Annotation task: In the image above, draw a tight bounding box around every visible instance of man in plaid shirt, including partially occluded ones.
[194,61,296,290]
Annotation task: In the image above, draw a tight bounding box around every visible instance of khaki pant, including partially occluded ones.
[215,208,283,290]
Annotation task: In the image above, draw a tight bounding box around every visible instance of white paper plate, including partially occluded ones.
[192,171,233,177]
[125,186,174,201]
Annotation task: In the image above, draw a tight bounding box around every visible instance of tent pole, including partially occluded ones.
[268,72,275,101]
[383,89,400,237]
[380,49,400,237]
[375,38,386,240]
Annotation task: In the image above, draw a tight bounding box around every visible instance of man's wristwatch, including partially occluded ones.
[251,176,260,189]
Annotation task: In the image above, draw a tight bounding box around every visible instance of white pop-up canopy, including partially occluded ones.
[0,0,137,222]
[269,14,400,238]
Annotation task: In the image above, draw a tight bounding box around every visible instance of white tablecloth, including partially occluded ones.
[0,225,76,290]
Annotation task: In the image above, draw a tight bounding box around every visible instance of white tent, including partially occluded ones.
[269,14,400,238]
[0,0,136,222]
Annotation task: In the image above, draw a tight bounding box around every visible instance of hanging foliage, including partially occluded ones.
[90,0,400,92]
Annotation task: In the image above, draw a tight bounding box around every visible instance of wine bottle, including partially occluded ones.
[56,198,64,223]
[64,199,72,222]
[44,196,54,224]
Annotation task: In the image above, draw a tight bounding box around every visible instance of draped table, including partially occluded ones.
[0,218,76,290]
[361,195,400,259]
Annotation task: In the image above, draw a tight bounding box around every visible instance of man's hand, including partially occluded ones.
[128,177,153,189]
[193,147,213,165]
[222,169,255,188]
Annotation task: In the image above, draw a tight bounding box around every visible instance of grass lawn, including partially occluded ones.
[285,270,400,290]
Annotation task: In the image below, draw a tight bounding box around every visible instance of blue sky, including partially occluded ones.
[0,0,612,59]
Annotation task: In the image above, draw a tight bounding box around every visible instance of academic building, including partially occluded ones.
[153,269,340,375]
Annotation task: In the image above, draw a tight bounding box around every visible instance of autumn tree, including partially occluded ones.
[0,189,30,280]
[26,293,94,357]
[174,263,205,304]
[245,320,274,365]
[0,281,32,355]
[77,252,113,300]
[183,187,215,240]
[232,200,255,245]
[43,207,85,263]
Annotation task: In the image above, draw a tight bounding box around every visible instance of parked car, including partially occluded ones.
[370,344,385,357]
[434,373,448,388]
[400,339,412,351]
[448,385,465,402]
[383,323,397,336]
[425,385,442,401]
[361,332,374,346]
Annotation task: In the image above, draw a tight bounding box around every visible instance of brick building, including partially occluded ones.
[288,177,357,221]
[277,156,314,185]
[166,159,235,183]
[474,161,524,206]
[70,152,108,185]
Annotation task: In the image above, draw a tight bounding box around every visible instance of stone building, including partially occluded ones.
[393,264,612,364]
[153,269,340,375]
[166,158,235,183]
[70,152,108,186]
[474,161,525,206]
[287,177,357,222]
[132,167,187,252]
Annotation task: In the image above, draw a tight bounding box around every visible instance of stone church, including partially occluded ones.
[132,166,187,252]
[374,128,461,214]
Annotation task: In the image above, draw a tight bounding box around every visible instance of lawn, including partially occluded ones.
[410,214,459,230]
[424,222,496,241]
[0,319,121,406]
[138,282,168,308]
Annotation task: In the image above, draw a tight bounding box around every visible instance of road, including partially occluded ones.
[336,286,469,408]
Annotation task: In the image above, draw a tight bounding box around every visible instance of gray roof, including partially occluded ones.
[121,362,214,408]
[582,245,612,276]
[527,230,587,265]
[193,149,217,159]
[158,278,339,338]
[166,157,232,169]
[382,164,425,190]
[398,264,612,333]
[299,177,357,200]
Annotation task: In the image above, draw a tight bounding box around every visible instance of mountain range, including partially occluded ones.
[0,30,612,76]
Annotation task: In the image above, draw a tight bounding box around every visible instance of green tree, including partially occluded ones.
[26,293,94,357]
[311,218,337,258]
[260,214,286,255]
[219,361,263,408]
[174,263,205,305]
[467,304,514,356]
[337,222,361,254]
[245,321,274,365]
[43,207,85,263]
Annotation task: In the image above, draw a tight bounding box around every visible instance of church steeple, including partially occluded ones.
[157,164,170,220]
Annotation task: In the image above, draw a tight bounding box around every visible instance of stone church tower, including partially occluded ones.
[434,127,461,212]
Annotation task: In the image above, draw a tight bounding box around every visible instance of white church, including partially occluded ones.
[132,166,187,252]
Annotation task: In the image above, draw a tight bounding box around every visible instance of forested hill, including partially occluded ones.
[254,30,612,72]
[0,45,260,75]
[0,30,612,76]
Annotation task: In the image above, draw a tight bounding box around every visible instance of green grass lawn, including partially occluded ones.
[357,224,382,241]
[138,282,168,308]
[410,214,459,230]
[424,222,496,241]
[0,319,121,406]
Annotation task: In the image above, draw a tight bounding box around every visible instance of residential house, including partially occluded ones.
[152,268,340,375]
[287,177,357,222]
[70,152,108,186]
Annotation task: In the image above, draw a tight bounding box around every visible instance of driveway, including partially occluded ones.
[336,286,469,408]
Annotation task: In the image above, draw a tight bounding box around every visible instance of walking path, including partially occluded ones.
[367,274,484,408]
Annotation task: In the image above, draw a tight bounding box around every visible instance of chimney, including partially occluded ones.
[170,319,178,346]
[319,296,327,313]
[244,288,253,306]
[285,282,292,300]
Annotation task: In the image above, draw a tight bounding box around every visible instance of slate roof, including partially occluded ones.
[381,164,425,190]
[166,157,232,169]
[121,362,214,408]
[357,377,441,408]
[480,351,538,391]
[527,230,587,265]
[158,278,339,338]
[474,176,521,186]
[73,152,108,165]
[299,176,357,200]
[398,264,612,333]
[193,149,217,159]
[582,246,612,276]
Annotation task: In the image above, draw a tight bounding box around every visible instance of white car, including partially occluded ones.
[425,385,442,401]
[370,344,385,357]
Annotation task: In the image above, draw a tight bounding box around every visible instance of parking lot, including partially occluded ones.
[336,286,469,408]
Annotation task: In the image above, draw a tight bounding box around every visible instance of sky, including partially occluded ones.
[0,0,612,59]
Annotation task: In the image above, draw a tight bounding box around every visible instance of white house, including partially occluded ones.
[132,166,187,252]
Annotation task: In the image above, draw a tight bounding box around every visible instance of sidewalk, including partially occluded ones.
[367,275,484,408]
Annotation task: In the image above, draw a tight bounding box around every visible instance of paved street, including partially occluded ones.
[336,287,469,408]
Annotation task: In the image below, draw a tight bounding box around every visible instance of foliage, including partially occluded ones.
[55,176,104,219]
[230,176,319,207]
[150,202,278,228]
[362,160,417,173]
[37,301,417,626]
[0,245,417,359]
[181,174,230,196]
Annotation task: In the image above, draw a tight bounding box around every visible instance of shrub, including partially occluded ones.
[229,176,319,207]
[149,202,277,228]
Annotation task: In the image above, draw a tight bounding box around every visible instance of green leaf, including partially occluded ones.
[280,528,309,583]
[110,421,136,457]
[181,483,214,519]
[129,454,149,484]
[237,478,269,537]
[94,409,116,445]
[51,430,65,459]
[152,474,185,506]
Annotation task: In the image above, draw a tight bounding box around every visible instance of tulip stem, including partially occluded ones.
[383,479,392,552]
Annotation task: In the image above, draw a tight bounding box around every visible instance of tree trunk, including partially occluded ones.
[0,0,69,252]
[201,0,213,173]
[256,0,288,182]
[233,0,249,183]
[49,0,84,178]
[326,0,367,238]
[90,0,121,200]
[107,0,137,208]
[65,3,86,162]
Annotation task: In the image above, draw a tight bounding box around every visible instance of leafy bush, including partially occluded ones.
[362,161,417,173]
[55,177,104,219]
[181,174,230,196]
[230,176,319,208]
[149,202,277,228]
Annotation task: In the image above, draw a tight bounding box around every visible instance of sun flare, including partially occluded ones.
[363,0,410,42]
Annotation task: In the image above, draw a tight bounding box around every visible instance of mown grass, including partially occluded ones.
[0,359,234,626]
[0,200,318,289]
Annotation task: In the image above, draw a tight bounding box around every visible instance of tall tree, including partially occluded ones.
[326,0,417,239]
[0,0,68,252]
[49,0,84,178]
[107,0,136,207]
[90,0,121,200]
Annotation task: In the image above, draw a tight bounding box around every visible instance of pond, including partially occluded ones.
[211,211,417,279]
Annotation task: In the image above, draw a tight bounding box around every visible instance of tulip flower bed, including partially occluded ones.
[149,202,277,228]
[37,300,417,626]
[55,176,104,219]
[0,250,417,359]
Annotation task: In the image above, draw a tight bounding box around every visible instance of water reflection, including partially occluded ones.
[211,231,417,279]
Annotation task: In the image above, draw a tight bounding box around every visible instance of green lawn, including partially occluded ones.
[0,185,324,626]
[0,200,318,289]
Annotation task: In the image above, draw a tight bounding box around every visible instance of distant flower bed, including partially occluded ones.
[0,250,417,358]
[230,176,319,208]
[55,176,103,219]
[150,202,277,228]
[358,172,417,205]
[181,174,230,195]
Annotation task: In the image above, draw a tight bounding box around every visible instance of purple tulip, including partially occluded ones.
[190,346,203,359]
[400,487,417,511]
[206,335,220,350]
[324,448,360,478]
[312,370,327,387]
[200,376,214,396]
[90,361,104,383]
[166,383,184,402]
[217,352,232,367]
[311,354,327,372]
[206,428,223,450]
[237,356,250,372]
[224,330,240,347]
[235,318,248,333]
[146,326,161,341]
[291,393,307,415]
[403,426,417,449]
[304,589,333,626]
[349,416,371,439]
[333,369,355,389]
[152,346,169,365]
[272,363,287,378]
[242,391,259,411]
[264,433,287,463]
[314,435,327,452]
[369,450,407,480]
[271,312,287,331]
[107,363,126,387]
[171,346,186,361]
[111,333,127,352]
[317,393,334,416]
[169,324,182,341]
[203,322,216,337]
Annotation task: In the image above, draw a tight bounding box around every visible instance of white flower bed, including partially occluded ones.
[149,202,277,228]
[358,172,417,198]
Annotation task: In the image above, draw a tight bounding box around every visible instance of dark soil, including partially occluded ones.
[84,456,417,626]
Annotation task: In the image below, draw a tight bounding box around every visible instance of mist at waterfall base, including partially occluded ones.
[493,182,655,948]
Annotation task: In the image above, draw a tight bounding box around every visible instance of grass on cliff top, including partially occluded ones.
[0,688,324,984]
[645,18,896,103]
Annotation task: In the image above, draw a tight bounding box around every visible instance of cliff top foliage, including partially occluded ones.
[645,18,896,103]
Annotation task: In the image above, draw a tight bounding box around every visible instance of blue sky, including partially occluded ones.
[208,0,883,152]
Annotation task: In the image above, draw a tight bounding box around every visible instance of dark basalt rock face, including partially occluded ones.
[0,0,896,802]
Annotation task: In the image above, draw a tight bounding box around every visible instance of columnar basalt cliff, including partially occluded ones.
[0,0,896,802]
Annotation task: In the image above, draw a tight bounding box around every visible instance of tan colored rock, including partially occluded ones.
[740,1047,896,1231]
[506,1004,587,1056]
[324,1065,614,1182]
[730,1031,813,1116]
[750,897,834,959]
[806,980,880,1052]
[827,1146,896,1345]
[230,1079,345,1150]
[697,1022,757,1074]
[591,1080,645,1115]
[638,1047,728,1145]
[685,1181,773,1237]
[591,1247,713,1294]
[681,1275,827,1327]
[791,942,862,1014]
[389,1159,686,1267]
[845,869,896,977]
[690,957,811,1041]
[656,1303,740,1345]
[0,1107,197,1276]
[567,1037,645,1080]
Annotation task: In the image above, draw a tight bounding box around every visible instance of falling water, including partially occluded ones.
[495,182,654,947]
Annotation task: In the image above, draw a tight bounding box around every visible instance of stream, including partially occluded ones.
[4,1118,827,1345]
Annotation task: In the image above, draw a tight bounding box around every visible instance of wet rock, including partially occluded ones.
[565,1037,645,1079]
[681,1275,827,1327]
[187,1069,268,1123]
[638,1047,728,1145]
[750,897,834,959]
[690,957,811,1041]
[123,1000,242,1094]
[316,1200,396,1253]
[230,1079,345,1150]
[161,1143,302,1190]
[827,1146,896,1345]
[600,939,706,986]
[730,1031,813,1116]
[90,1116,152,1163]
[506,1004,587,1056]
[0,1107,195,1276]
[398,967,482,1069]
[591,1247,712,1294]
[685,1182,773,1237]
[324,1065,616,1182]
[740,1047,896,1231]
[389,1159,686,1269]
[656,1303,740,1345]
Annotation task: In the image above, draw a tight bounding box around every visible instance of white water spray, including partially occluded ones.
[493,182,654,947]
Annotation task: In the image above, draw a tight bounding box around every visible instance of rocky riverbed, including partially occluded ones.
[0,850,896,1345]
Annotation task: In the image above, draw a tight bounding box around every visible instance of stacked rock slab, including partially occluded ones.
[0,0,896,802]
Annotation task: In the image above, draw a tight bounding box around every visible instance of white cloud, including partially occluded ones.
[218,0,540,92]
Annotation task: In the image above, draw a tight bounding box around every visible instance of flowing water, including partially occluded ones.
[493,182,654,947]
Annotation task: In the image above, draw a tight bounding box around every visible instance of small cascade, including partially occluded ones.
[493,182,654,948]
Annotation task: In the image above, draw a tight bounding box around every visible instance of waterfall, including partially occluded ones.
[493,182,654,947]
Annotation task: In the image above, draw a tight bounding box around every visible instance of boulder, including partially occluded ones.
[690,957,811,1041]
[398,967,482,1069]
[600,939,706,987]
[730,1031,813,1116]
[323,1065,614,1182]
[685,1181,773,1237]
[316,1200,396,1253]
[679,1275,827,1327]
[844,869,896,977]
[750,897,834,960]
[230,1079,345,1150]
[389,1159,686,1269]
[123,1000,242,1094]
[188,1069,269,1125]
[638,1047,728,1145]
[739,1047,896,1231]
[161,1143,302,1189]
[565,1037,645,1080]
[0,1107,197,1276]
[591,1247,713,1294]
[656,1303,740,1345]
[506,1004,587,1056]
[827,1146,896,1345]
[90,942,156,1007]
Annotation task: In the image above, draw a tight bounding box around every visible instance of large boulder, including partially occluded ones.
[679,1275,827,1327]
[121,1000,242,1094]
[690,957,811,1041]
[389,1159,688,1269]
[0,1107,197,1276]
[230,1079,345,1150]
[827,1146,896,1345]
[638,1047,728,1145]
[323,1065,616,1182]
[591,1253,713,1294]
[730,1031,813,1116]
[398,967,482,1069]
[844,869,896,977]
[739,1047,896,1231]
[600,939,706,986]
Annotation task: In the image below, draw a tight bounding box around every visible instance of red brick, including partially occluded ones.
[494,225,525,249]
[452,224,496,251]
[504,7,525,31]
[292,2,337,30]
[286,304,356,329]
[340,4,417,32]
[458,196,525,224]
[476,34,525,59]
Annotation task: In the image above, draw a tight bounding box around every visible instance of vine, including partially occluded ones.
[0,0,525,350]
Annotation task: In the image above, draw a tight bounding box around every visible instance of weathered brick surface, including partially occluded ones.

_Objective_
Render the records above as a Markdown table with the columns Row and Entry, numbering each line and leaving out blank lines. Take only the lines from the one with "cascade, including partially occluded ones." up to and including the one with "[493,182,654,948]".

_Task output_
| Row | Entry |
|---|---|
| 1 | Annotation task: In the image above, draw a tight bounding box around every visible instance of small cascade, including partially occluded ones. |
| 2 | [493,182,654,948] |